▶ _Exercise objective_
Please print out every entry below, verbatim.
------------------------------------
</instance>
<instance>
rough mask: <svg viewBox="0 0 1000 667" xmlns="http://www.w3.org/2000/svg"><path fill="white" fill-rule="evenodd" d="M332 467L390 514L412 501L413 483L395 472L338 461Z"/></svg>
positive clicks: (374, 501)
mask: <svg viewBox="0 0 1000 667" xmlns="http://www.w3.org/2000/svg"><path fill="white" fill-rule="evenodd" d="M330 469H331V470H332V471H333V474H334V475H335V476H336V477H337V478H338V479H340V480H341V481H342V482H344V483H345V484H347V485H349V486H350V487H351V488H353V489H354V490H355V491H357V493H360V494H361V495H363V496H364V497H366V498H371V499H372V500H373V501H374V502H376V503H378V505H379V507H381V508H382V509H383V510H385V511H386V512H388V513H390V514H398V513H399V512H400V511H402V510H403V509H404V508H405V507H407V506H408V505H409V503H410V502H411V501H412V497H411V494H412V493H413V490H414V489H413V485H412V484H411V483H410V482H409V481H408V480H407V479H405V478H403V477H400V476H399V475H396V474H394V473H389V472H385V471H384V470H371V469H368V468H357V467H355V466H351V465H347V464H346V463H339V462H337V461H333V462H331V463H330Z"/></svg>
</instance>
------------------------------------
▶ _Answer section_
</instance>
<instance>
rough mask: <svg viewBox="0 0 1000 667" xmlns="http://www.w3.org/2000/svg"><path fill="white" fill-rule="evenodd" d="M332 467L390 514L412 501L413 483L395 472L338 461Z"/></svg>
positive clicks: (374, 501)
mask: <svg viewBox="0 0 1000 667" xmlns="http://www.w3.org/2000/svg"><path fill="white" fill-rule="evenodd" d="M330 469H331V470H332V471H333V474H334V475H335V476H336V477H337V478H338V479H340V480H341V481H342V482H344V483H345V484H347V485H349V486H350V487H351V488H353V489H354V490H355V491H357V493H360V494H361V495H363V496H364V497H366V498H371V499H372V500H373V501H374V502H376V503H378V505H379V507H381V508H382V509H383V510H385V511H386V512H388V513H390V514H398V513H399V512H400V511H402V510H403V509H404V508H405V507H407V506H408V505H409V503H410V502H411V501H412V497H411V494H412V493H413V490H414V489H413V485H412V484H411V483H410V482H409V481H408V480H407V479H405V478H403V477H400V476H399V475H396V474H394V473H389V472H385V471H384V470H371V469H368V468H357V467H355V466H351V465H347V464H346V463H339V462H337V461H333V462H331V463H330Z"/></svg>
</instance>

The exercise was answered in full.